*** Dataset entries Section Begins ***

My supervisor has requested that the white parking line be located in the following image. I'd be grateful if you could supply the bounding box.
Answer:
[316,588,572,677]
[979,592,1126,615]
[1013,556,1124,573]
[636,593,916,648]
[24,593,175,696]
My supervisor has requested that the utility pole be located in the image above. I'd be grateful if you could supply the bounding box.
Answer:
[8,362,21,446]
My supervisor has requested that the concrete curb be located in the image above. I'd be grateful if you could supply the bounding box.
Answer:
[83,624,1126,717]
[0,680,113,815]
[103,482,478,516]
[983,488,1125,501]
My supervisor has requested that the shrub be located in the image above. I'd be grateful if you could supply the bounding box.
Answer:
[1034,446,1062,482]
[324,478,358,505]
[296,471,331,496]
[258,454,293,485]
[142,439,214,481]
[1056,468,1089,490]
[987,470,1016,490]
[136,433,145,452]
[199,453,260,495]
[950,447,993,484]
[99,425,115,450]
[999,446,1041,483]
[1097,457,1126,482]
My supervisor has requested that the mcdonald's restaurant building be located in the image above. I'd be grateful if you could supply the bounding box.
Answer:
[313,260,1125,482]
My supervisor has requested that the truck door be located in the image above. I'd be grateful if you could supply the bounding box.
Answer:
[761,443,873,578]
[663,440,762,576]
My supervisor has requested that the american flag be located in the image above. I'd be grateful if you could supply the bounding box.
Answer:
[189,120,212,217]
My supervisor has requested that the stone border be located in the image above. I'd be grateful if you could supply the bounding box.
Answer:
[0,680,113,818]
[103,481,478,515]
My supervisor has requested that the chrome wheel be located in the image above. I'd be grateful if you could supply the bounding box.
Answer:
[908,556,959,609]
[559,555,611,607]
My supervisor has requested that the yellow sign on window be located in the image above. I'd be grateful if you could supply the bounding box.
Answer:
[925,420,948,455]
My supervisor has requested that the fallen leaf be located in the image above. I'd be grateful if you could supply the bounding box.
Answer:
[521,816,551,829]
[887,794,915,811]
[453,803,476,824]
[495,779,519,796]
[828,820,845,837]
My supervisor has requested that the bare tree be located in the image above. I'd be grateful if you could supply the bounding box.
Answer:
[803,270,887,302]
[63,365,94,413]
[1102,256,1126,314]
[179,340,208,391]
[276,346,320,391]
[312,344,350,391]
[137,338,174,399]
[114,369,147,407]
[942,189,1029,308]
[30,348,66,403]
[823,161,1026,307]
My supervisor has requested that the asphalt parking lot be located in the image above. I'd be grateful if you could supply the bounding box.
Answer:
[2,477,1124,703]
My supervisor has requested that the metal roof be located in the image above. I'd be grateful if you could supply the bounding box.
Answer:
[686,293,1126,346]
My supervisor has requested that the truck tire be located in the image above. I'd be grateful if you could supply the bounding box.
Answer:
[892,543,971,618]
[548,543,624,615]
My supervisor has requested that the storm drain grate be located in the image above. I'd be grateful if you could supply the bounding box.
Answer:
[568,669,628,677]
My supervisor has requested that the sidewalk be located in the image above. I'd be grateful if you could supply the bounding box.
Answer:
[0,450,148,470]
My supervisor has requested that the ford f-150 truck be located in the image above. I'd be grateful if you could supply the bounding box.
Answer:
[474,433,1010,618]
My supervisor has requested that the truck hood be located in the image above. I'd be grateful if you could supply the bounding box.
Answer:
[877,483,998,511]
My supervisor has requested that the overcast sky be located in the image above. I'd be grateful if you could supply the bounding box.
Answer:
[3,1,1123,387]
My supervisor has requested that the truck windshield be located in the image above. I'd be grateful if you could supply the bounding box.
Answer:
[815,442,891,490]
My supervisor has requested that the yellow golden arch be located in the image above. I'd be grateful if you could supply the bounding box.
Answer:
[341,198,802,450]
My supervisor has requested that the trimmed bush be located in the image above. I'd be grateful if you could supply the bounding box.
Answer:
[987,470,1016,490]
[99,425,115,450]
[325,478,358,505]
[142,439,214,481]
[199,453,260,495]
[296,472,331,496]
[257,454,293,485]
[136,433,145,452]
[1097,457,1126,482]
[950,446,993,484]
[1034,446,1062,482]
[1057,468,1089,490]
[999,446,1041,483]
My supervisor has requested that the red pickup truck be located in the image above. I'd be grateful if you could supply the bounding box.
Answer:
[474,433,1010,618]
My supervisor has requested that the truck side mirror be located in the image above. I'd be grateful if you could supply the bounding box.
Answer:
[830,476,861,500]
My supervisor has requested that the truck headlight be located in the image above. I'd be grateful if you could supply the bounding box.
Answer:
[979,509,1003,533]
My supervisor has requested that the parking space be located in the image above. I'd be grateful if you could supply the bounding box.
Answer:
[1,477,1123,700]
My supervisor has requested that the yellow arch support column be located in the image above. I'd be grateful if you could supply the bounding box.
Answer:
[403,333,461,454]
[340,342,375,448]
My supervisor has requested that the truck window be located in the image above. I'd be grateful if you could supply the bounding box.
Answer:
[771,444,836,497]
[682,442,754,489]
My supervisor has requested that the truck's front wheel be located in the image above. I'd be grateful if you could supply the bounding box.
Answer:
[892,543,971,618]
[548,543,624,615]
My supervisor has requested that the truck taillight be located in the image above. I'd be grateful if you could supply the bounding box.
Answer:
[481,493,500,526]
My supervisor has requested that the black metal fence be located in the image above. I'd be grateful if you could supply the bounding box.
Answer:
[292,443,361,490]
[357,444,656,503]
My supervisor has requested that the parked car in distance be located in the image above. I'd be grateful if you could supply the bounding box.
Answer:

*** Dataset entries Section Ends ***

Check the data for the word "metal" and pull out the lines that have it.

My supervisor has requested that the metal roof be located in the image above. I'd be grateful if you could supply the bounding box.
My supervisor has requested that the black metal fence be located in the image above. I'd be grateful if you could supply the bounding box.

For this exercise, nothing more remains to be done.